ASSIGNMENT. The lines to copy are those with "house" in them. Pull each one from the entries below.

MATERIAL PROVIDED.
---

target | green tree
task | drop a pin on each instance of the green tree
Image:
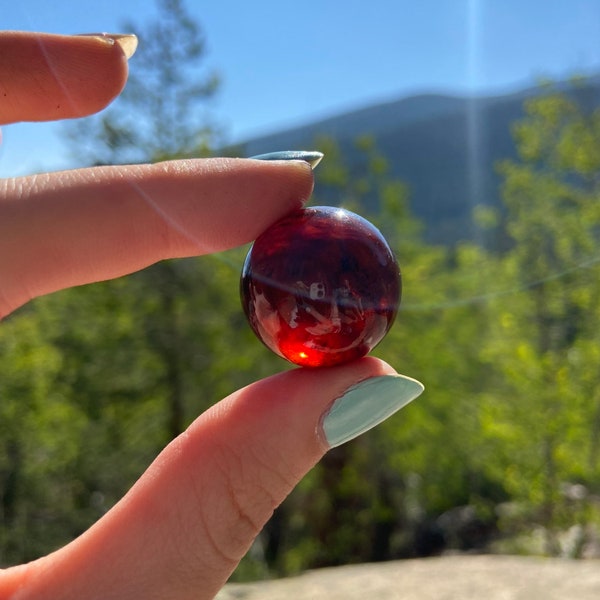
(163, 111)
(545, 337)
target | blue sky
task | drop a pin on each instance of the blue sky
(287, 63)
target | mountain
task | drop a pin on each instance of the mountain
(444, 147)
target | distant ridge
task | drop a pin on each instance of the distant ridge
(444, 147)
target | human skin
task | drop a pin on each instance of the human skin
(183, 527)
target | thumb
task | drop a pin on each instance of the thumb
(185, 525)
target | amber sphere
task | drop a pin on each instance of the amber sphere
(321, 287)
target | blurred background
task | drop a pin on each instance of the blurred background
(469, 132)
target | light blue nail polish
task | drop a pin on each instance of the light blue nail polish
(312, 157)
(367, 404)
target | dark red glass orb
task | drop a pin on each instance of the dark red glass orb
(321, 287)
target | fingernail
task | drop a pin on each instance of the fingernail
(367, 404)
(127, 41)
(312, 157)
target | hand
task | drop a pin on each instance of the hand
(183, 527)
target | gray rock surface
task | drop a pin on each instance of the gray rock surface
(443, 578)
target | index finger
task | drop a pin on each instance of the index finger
(45, 77)
(64, 229)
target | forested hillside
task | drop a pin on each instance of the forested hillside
(501, 452)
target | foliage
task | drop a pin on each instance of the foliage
(505, 440)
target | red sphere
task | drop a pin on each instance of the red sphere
(321, 287)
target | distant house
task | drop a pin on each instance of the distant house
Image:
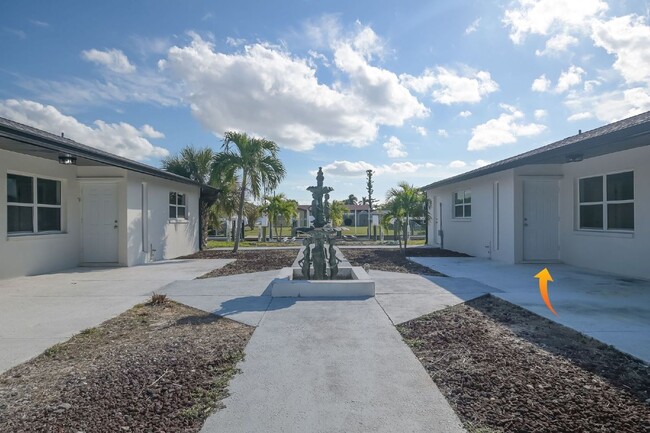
(584, 201)
(64, 204)
(355, 215)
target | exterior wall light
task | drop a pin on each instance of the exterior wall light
(67, 160)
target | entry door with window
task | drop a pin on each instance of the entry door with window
(100, 223)
(541, 220)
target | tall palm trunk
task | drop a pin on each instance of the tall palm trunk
(240, 214)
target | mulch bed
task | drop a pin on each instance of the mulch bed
(506, 369)
(247, 261)
(391, 260)
(154, 368)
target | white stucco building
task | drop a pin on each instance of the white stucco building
(64, 204)
(584, 201)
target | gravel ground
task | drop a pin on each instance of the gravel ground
(154, 368)
(247, 261)
(505, 369)
(392, 260)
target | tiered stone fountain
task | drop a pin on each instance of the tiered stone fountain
(320, 270)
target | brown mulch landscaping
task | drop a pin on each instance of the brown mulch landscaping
(505, 369)
(154, 368)
(247, 261)
(392, 260)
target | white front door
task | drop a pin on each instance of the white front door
(436, 220)
(99, 222)
(541, 218)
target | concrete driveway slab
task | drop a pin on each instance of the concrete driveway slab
(39, 311)
(331, 366)
(407, 296)
(612, 309)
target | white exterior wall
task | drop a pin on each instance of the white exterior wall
(619, 253)
(486, 233)
(36, 254)
(168, 238)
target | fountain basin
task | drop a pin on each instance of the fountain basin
(353, 281)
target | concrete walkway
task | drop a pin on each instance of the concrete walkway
(39, 311)
(327, 365)
(614, 310)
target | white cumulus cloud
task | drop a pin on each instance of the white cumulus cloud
(267, 91)
(542, 17)
(628, 38)
(557, 44)
(452, 87)
(358, 168)
(113, 59)
(541, 84)
(121, 138)
(395, 148)
(569, 78)
(503, 130)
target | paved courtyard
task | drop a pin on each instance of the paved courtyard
(39, 311)
(614, 310)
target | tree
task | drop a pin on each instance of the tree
(369, 199)
(252, 212)
(256, 162)
(196, 164)
(404, 203)
(352, 199)
(337, 210)
(279, 209)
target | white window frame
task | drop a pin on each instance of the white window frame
(602, 203)
(462, 205)
(176, 206)
(34, 205)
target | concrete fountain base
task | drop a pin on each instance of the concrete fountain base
(352, 281)
(357, 283)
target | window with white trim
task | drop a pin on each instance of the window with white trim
(462, 204)
(33, 205)
(606, 202)
(177, 205)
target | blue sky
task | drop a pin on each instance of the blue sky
(417, 91)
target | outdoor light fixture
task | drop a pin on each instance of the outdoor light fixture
(67, 159)
(574, 157)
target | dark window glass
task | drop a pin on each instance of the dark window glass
(20, 219)
(620, 186)
(49, 219)
(20, 189)
(48, 191)
(591, 216)
(620, 216)
(591, 189)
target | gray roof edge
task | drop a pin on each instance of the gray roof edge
(528, 157)
(30, 135)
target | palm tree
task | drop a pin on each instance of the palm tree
(256, 162)
(196, 164)
(352, 199)
(337, 210)
(404, 203)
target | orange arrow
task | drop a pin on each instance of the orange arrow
(544, 277)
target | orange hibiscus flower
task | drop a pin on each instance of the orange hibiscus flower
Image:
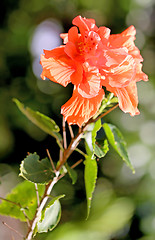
(91, 59)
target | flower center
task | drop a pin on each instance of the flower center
(88, 43)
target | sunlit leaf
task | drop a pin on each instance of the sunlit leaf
(96, 128)
(101, 148)
(42, 121)
(23, 196)
(90, 176)
(72, 173)
(90, 137)
(35, 170)
(50, 216)
(117, 142)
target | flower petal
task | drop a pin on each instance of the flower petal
(57, 66)
(90, 85)
(126, 39)
(104, 34)
(84, 24)
(79, 110)
(123, 74)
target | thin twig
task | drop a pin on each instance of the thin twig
(21, 208)
(42, 205)
(104, 114)
(71, 131)
(12, 237)
(79, 151)
(14, 230)
(17, 204)
(52, 163)
(64, 133)
(77, 163)
(73, 166)
(37, 194)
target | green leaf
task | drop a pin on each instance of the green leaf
(96, 128)
(50, 216)
(90, 137)
(34, 170)
(42, 121)
(23, 196)
(72, 173)
(101, 148)
(117, 142)
(90, 176)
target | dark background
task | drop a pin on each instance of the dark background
(26, 27)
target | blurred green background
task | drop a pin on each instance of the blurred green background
(124, 204)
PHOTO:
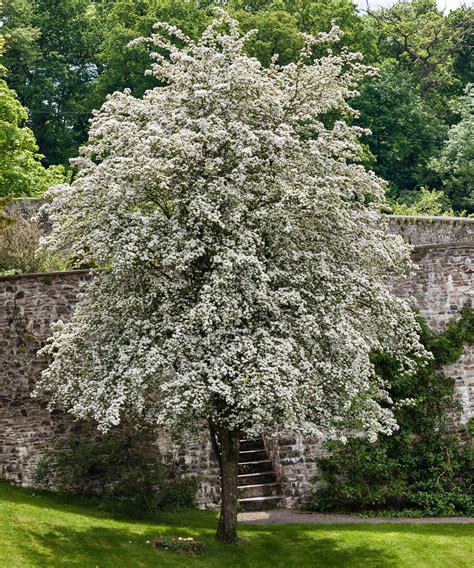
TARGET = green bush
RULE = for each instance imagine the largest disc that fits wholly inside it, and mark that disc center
(123, 468)
(425, 468)
(20, 242)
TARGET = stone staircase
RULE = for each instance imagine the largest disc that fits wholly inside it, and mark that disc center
(258, 487)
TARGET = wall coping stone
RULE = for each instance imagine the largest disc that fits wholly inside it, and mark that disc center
(429, 219)
(49, 274)
(435, 246)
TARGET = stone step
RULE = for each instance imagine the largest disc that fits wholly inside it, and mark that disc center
(255, 466)
(259, 503)
(252, 455)
(255, 444)
(256, 478)
(259, 490)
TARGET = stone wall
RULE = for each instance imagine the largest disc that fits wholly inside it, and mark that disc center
(442, 285)
(28, 304)
(432, 230)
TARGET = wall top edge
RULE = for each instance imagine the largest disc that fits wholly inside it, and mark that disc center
(38, 275)
(430, 219)
(452, 244)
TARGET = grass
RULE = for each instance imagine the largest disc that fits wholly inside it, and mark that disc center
(44, 530)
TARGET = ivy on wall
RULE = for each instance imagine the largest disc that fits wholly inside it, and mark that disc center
(423, 469)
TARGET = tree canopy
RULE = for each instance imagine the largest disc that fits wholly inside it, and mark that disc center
(249, 279)
(64, 58)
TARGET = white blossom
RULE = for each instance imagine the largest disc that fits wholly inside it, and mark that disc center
(249, 262)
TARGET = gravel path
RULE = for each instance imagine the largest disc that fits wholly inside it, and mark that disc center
(288, 517)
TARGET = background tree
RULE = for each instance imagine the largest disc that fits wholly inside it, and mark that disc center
(249, 266)
(21, 171)
(405, 131)
(456, 162)
(52, 72)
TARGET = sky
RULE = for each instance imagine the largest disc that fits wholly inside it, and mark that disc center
(442, 4)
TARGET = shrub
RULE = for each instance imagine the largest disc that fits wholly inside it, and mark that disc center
(179, 544)
(424, 468)
(122, 467)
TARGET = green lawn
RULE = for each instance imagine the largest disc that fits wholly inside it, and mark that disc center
(45, 530)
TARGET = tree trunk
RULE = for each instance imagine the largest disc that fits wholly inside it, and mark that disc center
(226, 444)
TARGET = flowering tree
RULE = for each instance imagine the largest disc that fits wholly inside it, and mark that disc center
(249, 264)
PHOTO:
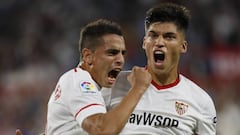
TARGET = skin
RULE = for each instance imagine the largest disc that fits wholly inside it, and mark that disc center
(106, 57)
(167, 38)
(109, 55)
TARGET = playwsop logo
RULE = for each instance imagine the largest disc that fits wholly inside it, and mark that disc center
(181, 107)
(88, 87)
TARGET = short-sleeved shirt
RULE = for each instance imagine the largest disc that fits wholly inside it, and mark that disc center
(75, 97)
(180, 108)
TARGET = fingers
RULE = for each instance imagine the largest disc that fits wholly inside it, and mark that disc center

---

RESULT.
target | distant house
task | drop a pin on each instance of the distant house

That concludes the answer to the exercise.